[Extrait du document]:
☆ ☆ ☆

On peut voir dans ce film une charge contre l'exotisme de pacotille qui nous est vendue par les voyagistes et qui s'avère être en carton-pâte une fois sur place. Je préfère pour ma part voir dans Les Naufragés une nouvelle illustration enchanteresse du thème de prédilection de Jacques Rozier. A savoir une ode à la liberté, aux chemins de traverse et au doux vertige que procure des situations inhabituelles.

Une scène : lors de la phase de reconnaissance, Pierre Richard et Jacques Villeret arrivent sur un îlot désert et paradisiaque. A propos de rien, ils prononcent chacun un discours complètement déjanté, hors de tout propos et assez drôle. Constituée d'un plan fixe, sans aucun lien avec le reste de l'histoire, cette scène est totalement gratuite, insérée ici par Rozier pour le simple (et grand) plaisir du spectateur.
Pierre Richard : Au nom du Roi de France, je prends possession de ces terres inconnues. Nous y planterons des bananiers, des caféiers, de la canne à sucre. Nous ferons venir des Noirs africains que nous ferons travailler pour nous. Ainsi, nous établirons la prospérite du Royaume. Vive le Roi !
Jacques Villeret : Au nom de la République, l'esclavage sera aboli. Le droit de vote sera reconnu à tous. Et tous auront droit à la sécurité sociale. Nous construirons des routes, des hôpitaux, des écoles, des hôtels, des marinas, des pizzerias, des drugstores et puis des aéroports, grâce auxquels nous déverserons des touristes par charters entiers. Et ainsi nous réaliserons de substantiels bénéfices ... profitables à tous naturellement car il est évident que chacun peut investir librement ses capitaux.
Les deux : Vive la République !
Mais qu'est-ce que c'est que ces conneries ? Ce genre de discours, à mi-chemin entre Alfred Jarry et Boris Vian, ce sens du décalage et de l'absurde est tellement réjouissant, tellement frais.

Une image :
La divine Caroline Cartier, qui après La Vampire Nue et Du côté D'Orouët, continue à enchanter chaque plan dans lequel elle apparaît


Maine Océan (1986)

Pitch : Deux contrôleurs SNCF (Bernard Menez et Luis Rego), une danseuse brésilienne, une avocate et un marin bourru se retrouvent à passer une soirée mémorable dans les bars de l'île d'Yeu, suite à des concours de circonstances inénarrables et en dépit de toutes leurs différences sociales et linguistiques.

☆ ☆ ☆

[Objectif]: Reproduisez fidèlement le passage de la critique des films de Jacques Rozier qui commence aux mots « Maine Océan (1986) » et s'arrête après les mots « sociales et linguistiques. ». Les enregistrements qui suivent le texte proviennent d'une autre source.

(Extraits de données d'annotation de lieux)
☆ ☆ ☆

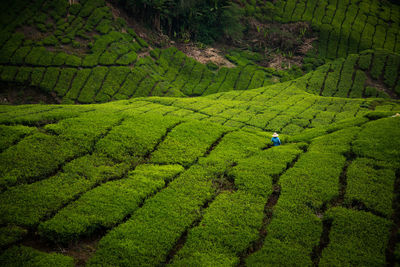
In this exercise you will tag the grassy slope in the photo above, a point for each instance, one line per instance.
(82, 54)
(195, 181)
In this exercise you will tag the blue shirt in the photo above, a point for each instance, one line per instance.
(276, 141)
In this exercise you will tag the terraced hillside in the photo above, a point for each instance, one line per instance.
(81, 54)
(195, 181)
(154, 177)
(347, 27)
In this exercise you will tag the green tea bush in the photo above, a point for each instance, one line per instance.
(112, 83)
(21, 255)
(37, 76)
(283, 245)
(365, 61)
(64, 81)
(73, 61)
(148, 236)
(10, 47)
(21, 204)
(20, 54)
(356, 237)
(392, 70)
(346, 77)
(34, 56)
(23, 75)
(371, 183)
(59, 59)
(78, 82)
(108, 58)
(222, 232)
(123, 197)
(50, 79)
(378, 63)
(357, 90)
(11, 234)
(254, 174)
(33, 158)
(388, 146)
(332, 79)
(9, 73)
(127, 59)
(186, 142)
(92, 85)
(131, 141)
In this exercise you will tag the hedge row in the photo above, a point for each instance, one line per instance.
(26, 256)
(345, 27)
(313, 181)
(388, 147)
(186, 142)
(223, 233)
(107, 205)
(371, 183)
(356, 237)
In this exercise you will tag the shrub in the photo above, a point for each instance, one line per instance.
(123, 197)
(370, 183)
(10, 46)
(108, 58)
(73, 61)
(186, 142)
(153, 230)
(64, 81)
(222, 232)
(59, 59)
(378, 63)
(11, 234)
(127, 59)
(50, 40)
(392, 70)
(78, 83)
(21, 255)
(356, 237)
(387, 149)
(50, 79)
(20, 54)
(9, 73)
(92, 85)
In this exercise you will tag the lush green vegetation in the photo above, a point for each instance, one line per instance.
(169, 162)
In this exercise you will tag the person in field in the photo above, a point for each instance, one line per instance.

☆ ☆ ☆

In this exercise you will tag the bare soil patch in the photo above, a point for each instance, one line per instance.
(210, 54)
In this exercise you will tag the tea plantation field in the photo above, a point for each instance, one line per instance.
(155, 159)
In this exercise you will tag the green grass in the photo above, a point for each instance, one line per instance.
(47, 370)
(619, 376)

☆ ☆ ☆

[Réponse complète]:
Maine Océan (1986)

Pitch : Deux contrôleurs SNCF (Bernard Menez et Luis Rego), une danseuse brésilienne, une avocate et un marin bourru se retrouvent à passer une soirée mémorable dans les bars de l'île d'Yeu, suite à des concours de circonstances inénarrables et en dépit de toutes leurs différences sociales et linguistiques.